Data records:

* * *

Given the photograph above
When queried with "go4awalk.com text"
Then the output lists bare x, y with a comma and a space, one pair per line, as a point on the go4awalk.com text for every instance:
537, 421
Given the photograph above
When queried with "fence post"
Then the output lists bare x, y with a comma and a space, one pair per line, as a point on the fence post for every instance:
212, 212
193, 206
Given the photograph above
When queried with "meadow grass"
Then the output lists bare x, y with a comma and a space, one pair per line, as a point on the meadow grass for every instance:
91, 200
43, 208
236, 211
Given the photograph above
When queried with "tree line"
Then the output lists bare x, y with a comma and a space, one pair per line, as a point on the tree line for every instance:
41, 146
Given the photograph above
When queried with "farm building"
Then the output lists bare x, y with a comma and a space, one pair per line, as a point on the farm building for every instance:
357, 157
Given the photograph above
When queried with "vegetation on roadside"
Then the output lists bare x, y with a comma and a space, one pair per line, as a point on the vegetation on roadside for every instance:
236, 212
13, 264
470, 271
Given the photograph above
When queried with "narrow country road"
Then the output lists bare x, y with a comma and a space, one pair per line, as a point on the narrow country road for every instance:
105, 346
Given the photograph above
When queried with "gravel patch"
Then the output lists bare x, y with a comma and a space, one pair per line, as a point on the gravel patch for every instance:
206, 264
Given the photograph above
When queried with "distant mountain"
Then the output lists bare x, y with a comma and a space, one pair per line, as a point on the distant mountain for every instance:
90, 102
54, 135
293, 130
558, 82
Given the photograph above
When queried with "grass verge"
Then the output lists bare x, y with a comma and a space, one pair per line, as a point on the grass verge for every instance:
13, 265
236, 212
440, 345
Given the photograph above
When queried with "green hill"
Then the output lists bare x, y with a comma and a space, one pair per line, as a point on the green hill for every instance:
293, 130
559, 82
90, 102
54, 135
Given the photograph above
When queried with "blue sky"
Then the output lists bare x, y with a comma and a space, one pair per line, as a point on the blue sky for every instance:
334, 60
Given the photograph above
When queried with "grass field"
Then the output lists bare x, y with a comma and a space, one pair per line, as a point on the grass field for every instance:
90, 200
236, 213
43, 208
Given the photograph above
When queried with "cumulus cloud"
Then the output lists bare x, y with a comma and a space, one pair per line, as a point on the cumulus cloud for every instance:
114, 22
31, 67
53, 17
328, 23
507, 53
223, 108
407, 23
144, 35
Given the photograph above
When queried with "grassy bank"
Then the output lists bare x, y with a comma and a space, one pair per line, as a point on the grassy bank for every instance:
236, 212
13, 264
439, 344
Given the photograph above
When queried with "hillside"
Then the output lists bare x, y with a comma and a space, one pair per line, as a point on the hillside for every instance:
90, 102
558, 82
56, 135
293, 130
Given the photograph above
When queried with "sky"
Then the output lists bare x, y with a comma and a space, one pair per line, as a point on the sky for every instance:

* * *

Problem statement:
Restate the listing in full, word for word.

Task result:
Given the photograph above
When queried with "go4awalk.com text"
Then the output lists bare x, y with a comma and a space, one pair per line, as a point on the go4awalk.com text for every instance:
537, 421
Given the photograph above
When queried with "fence post"
Then the output lists bare x, y with a comma and a space, one pair per line, as a point on the fence post for every instance:
212, 212
193, 206
Given the photograph above
When queried with "meadow grass"
Then the output lists bare x, y with a comma and a space, one pair per line, as a point on the meadow grass for every instance:
91, 200
43, 208
236, 211
Given the photograph above
When queried with "tree line"
Then the output lists bare x, y with a comma and a space, one pair per line, as a point on the tree line for every instance:
41, 146
Given the photograph above
When queried with "farm building"
Then the output lists bare x, y with a comma and a space, one pair per line, as a point on the farm building for every instance:
357, 157
Given the photograph above
When queried with "vegetation on roadside"
Then the output lists bare x, y with a comma and a space, one pair per line, as a point on the vegetation on roadside for every instance:
236, 212
13, 264
470, 271
Given the photograph above
When queried with "narrow country road"
Then the output lists bare x, y with a comma and a space, one pair per line, as a point on the narrow country road for every instance:
105, 346
Given the photograph above
When queried with "gravel patch"
Then the output lists bare x, y with a comma and a space, one pair per line, as a point on the gravel patch for every instance:
206, 264
Given the photograph above
When queried with "distant mountain"
Then the output lists bare x, y with a comma and a space, one pair per line, as a point on the distant mountain for every instance:
90, 102
54, 135
293, 130
558, 82
Given the photograph above
When queried with "grass verge"
Then the output lists bare x, y with a comma and a space, one pair per line, as a point on the grass verge for every instance:
13, 265
236, 212
440, 345
Given the photograph above
When queried with "green hill"
Then the output lists bare x, y with a comma and a space, one pair per line, as a point on the green hill for every instance:
293, 130
559, 82
90, 102
54, 135
Given the photograph above
When queried with "blue sky"
Then the output lists bare x, y with a comma and a space, one pair per line, as a point on the blue sky for every instance:
334, 60
Given the photograph above
When queried with "grass field"
Then the output lists bare x, y with a comma and a space, one pair per line, as a point on the grass field for every instance:
90, 200
236, 213
43, 208
Given the photograph above
When queried with "cumulus cloud"
Then the output lists bare x, y with a comma and a space, one pair per line, as a point on the cumulus cloud for every instance:
114, 22
31, 67
53, 17
328, 23
507, 53
223, 108
407, 23
144, 35
Given the photograph above
When queried with "grassy bank"
Then the output lists bare x, y with a comma and a space, one pair per line, as a point on the grassy bank for every instance:
236, 212
13, 264
439, 344
Given the photograph above
When queried with "hillside"
Then the output lists bare x, y with a comma and a space, one pair per line, as a point on the hillside for every instance:
90, 102
558, 82
56, 135
293, 130
Given the photograph above
When queried with "sky"
Then the output lists bare x, y with a comma and a space, one pair per line, as a point on the sky for every instance:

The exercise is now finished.